Document segment:

Mill uses a very long instruction word (VLIW)-style encoding to place up to 33 simple operations, a.k.a. opcodes in wide instruction words. These words are not contiguous in memory, but are split into two instruction bundles and placed into two data streams. Each stream is handled by a mostly independent decoder with its own top-level instruction cache.
Instructions are arranged in extended basic blocks, and decoding for both halves begin at the same address in the middle of the block. As the instruction bundles are decoded the program counter in one stream increases and the counter in the other decoder decreases [7]
Each instruction bundle has a header containing the byte count of the instruction, and offset of opcode bundles within. The Mill uses 3 bundles per instruction. Each opcode in the bundle is a fixed bit length, and controls a specific execution slot or pipeline. However each bundle has a variable number of instructions actually encoded. Each execution slot can start speculatively executing its instruction field in the bundle buffer, and if later found to be outside the actual instruction bundle, the slot is stopped and results discarded.
If one of the decoders has no instructions in its stream, a no-op delay can be issued by a small fixed-format data item located in an alignment hole of the instruction bundle in the opposite decoder. This helps maintain code density by reducing the incidence of no-operation codes in Mill code.
Ivan Godard, the designer of Mill, quotes research finding that during operation of a standard register machine, of values stored to processor registers: 6% are accessed never; 80%, once; and only 14%, more than once.
Thus, the Mill uses a novel temporal register addressing scheme, the belt by analogy to a conveyor belt . The operands of the arithmetic logic units (ALUs) and other functional units may be taken from any position on the belt, and the result from the computation is dropped (stored) in the front position of the belt, advancing the belt to make room. As the belt is fixed length, drops in the front are matched by older operands falling off the back; pushed-off operands become inaccessible and must be explicitly saved if still needed for later work. Most operations of the instruction set work only with data on the belt, not on data registers or main memory cells. [8]
For a typical instruction like add
, both argument operands come from explicitly named positions on the belt, and the result is dropped on the front, ready for the next instruction. Operations with multiple results simply drop more values at the belt front. For example, division can produce a quotient and a remainder. Operations with overflow can produce double-wide results. Most belt instructions are encoded as just an operation code (opcode) and two belt positions, with no added fields to specify a result register, memory address, or literal constant. This encoding is easily extended to richer operations with more than two inputs or more than one result. Constant operands are dropped by separate load immediate
instructions. All access of program variables in main random-access memory (RAM) is segregated into separate load
or store
instructions containing one memory address, or some way to calculate that address from belt operands.

Problems to work on:
A - Translate this sentence from the text on the Mill processor into Spanish: "Each stream is handled by a mostly independent decoder with its own top-level instruction cache."
B - In the text on the Mill processor, what share of values stored to processor registers are accessed only once, according to the research that Ivan Godard quotes?
C - For each statement, say whether it agrees with the text on the Mill processor. Back up each answer with the exact words from the text that decide it.
(i) The Mill's wide instruction words sit in one unbroken stretch of memory.
(ii) The result of a computation goes to the front position of the belt.
(iii) Operands pushed off the back of the belt can still be reached later.

Entries shown:
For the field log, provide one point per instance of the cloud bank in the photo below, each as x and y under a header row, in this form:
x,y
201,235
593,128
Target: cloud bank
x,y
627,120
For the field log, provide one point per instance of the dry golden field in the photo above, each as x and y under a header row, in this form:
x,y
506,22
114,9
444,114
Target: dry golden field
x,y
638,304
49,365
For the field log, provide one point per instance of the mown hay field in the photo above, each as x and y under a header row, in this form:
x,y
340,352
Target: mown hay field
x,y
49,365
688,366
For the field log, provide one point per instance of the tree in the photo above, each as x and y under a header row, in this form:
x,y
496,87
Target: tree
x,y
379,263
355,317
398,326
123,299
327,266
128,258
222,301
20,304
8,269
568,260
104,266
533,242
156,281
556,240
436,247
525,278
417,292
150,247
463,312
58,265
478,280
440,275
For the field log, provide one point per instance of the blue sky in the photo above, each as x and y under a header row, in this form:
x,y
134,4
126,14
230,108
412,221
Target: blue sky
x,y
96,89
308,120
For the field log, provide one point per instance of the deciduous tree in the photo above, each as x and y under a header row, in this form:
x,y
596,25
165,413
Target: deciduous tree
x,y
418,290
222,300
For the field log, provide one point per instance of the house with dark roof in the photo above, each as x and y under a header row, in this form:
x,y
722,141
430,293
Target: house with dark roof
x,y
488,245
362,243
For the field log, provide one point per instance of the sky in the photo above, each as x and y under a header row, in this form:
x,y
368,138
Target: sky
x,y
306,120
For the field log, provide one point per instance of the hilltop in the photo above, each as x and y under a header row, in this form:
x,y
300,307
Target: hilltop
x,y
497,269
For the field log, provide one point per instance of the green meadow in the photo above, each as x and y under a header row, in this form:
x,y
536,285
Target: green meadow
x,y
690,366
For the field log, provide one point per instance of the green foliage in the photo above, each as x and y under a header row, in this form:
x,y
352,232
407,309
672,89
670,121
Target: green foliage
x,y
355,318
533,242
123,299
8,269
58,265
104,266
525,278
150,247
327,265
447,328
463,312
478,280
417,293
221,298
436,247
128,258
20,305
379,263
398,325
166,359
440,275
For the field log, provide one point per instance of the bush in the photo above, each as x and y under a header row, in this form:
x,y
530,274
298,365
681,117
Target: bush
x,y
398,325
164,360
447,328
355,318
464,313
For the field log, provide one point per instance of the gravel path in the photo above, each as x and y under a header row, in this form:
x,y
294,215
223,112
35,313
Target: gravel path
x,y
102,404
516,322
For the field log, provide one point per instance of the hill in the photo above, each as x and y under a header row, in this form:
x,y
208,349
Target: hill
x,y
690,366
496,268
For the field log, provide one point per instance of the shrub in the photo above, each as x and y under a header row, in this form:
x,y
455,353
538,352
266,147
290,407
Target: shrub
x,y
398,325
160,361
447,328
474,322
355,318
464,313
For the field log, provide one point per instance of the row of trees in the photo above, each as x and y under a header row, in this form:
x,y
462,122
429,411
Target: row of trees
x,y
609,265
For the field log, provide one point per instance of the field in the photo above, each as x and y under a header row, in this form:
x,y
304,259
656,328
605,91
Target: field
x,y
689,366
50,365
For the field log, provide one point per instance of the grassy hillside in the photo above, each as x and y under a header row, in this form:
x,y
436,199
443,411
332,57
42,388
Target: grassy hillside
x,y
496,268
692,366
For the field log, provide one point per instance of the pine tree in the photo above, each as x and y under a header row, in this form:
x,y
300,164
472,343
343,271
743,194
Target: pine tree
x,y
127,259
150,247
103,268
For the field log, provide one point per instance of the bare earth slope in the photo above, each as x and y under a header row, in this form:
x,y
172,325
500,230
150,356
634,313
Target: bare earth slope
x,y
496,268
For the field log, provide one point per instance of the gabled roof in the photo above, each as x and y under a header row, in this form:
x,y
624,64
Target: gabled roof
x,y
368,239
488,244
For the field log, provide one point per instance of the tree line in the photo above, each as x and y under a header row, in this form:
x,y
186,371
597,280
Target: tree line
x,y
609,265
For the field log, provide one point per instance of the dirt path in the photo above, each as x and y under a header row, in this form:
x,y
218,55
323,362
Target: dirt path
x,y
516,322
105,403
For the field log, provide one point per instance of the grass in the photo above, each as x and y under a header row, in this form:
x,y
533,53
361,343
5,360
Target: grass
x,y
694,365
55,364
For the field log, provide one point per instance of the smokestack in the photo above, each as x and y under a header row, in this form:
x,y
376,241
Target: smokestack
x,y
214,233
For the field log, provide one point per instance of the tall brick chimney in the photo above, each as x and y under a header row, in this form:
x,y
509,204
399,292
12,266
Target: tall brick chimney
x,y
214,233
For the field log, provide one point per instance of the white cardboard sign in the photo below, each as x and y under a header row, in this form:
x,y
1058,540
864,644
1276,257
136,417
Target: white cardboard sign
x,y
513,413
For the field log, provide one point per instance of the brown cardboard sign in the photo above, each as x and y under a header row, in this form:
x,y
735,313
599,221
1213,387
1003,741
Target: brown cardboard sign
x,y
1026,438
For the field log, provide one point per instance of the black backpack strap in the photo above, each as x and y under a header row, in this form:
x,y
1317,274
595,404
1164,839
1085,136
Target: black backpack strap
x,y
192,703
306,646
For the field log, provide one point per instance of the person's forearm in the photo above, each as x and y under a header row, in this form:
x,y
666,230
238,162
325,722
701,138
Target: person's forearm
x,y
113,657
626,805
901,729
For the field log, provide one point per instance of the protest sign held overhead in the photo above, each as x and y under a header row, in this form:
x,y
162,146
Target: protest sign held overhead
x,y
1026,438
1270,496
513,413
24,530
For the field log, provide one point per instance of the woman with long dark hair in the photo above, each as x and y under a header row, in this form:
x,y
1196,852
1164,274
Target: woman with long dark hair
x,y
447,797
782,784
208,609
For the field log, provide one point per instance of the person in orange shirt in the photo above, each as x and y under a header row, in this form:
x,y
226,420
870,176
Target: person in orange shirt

Exercise responses:
A - Cada flujo es gestionado por un decodificador mayormente independiente con su propia caché de instrucciones de nivel superior.

B - 80%.

C -
(i) No: "These words are not contiguous in memory"
(ii) Yes: "the result from the computation is dropped (stored) in the front position of the belt"
(iii) No: "pushed-off operands become inaccessible"